Johannes Wreede was born in Bruges in about 1430 and worked as a singer at the Church of Our Lady there until 1460, when it is presumed he left for Spain (Juan Urrede is the Castilian form of his name). In 1477 he was appointed singer and maestro de capilla of the Aragonese royal chapel, where he remained until 1482. Urrede’s Pange lingua gloriosi is the earliest known setting of the Spanish version of the hymn for the Feast of Corpus Christi. The melody is heard as a cantus firmus (a pre-existent melody, presented in long notes, around which free counterpoint is composed) sung by the tenors. The counterpoint of the other voices is distinctly Franco-Flemish in style, with free-flowing ornamental passages reminiscent of the fifteenth-century chanson.

 

Pange lingua gloriosi

Corporis mysterium       

Sanguinisque pretiosi

Quem in mundi pretium

Fructus ventris generosi

Rex effudit gentium.

Sing, my tongue, the mystery

Of the glorious body

And of the precious blood,

Which the fruit of a noble womb,

The king of nations,

Poured out as a ransom for the world.

 

Introit and Kyrie, Missa pro defunctis à 4 (Morales)

Born in Spain and active there as a young man, Morales (ca. 1500–1553) eventually became a singer in the papal choir and published much of his music in Rome. From there and from Toledo, where he worked toward the end of his career, his music circulated widely, reaching choir books in Mexico City and Guatemala (as did Victoria’s). His setting of the Mass for the Dead or Missa pro defunctis for four voices is considered one of his most Spanish compositions. The texture of the Introit and Kyrie, presented here, is relatively simple, with minimal imitation between the voices at a short time interval. The harmony is characterized by poignant suspended dissonances: from moment to moment, one voice will remain fixed on a pitch that other voices have left behind for a different harmony; the resulting dissonance shimmers briefly before the dissonant voice joins the others on the new chord. Such dissonances are typical of all sixteenth-century liturgical music, but the simplicity of the texture is characteristically Spanish.

Extracted records:
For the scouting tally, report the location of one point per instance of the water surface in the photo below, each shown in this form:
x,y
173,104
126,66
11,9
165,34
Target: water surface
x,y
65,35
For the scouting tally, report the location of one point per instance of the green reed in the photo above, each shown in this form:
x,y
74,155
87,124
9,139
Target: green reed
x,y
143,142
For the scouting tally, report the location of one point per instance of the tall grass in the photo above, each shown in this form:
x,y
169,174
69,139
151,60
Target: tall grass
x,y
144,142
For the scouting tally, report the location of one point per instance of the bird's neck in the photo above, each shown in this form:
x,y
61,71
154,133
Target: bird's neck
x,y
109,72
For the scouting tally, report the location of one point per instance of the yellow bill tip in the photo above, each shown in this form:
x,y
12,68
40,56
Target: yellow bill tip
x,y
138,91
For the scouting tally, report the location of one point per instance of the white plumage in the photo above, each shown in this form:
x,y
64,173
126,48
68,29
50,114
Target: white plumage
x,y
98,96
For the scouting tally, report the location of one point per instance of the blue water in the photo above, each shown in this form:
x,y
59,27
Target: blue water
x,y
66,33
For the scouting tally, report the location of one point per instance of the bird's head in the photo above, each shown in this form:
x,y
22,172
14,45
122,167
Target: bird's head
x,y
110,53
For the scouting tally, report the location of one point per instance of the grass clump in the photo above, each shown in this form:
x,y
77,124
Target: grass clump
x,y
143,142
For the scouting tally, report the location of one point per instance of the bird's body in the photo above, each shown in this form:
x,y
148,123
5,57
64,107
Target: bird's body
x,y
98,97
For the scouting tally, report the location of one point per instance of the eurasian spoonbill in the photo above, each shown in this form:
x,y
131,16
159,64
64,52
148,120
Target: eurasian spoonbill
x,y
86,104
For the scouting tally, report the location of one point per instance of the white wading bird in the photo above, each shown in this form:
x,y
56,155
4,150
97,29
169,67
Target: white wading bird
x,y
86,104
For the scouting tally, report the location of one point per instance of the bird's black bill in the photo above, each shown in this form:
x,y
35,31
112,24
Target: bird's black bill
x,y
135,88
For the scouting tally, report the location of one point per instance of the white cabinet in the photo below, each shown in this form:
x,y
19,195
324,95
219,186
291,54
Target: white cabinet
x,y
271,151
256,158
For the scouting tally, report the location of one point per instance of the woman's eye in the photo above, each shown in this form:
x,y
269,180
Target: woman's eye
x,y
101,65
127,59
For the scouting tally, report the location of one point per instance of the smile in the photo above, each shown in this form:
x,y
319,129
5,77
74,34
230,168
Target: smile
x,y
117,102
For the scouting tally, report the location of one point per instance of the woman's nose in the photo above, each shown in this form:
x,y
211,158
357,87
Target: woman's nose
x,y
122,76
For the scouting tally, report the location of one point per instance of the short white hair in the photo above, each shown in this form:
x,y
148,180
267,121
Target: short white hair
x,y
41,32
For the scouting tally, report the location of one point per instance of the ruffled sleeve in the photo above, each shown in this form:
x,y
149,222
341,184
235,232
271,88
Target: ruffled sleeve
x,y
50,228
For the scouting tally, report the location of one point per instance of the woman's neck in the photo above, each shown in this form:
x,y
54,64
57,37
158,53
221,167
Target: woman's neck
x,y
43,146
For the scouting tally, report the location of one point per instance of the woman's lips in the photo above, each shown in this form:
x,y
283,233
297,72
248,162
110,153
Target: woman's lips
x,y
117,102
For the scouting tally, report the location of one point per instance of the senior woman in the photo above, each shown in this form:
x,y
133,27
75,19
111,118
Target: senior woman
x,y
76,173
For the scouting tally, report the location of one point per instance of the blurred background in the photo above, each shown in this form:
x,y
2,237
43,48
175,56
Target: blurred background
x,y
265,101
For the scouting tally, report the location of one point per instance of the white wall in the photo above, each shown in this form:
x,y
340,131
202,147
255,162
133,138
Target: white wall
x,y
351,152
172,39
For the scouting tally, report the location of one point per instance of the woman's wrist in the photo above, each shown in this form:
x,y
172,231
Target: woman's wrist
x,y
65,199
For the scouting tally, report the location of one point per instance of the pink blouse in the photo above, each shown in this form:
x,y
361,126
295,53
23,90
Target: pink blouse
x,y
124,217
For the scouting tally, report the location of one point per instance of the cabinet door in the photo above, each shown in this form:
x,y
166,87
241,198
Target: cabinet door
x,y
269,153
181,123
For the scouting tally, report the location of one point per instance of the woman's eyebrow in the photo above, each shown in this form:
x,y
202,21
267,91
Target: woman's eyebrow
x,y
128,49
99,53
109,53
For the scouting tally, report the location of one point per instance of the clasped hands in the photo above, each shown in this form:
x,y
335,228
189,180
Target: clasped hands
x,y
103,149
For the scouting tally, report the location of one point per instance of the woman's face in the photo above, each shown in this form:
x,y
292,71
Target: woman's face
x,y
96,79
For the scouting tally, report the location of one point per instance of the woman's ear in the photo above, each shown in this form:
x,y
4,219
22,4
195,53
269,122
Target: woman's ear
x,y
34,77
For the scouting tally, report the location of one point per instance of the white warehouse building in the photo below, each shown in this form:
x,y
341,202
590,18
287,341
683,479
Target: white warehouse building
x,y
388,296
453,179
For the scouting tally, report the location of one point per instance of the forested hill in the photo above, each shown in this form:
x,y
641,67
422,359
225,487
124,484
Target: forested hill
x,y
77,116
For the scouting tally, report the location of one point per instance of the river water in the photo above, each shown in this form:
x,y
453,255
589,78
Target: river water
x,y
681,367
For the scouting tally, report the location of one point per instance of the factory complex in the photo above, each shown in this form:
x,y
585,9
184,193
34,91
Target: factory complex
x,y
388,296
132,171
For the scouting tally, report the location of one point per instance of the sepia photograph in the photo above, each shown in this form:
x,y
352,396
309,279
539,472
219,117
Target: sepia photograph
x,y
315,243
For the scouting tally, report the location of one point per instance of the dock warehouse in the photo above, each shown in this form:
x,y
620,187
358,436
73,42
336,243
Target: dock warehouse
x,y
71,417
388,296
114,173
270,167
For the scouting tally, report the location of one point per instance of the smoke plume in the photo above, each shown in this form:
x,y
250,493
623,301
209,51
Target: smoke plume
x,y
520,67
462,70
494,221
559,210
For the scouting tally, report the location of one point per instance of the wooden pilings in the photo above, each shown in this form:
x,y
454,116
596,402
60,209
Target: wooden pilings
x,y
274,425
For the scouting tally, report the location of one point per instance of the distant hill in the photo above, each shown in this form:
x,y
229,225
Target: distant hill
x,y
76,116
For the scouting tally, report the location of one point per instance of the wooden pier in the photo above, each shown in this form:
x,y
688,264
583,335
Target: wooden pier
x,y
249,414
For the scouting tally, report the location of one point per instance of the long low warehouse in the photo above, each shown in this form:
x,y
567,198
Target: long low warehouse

§ **WRITTEN REQUEST A**
In the program notes on Urrede and Morales, which voices sing the melody of Urrede's Pange lingua gloriosi as a cantus firmus?
§ **WRITTEN REQUEST B**
Carry on the program notes on Urrede and Morales from their final sentence.

§ **REPLY A**
The tenors.

§ **REPLY B**
 

Requiem æternam dona eis, Domine,

Et lux perpetua luceat eis.

 

V. Te decet hymnus Deus, in Sion, et

Tibi reddetur votum in Ierusalem.

Exaudi orationem meam;

Ad te omnis caro veniet.

 

Requiem æternam dona eis, Domine…

Eternal rest grant them, O Lord,

And let perpetual light shine upon them.

 

V. A hymn becomes you, O God, in Zion, and To you shall a vow be repaid in Jerusalem. Hear my prayer;

To you shall all flesh come.

 

Eternal rest grant them, O Lord…

 

Kyrie eleison.

Christe eleison.

Kyrie eleison.

Lord have mercy.

Christ have mercy.

Lord have mercy.

 

 

* * *

Cum beatus Ignatius à 5 (Victoria)

Victoria’s first collection of motets, published in 1572, consists primarily of motets for important feasts of the Temporale—Christmas, Easter, Pentecost, etc.—and relatively few motets for feasts of the Sanctorale­—days commemorating the lives of specific saints. Cum beatus Ignatius, for the Feast of Saint Ignatius (October 17), is an important exception. Ignatius (ca. 50–ca. 110), Bishop of Antioch, was transported to Rome and fed to the lions in the Colloseum; description of his martyrdom is thus an especially colorful vehicle for dramatic music. With its imitative counterpoint, dramatic flourishes, and word painting (the fast, upward melismas at “rugiendi,” “roaring” are but one example), this motet is close to the Italian madrigal in style.

 

Cum beatus Ignatius

Damnatus esset ad bestias

Et ardore patiendi, rugientes

Audiret leones, ait:

Frumentum Christi sum.

Dentibus bestiarum molar,

Ut panis mundus inveniar.

 

Ignis, crux,

Bestiae confractio ossium,

Membrorum divisio,

Et totius corporis contritio,

Et tota tormenta diaboli

In me veniant:   

Tantum ut Christo fruar.

When blessed Ignatius

Was condemned to the beasts

And, in his eagerness for suffering,

He heard the roaring lions, he said:

“I am the wheat of Christ.

May I be ground by the teeth of beasts

So that I may be found to be fine bread.”

 

“Let fire, cross,

The beasts’ shattering of my bones,

The dividing of my limbs,

The grinding of my whole body,

And all the torments of the Devil

Come upon me,

That I may delight in Christ all the more.”

 

O lux et decus hispaniae (Victoria)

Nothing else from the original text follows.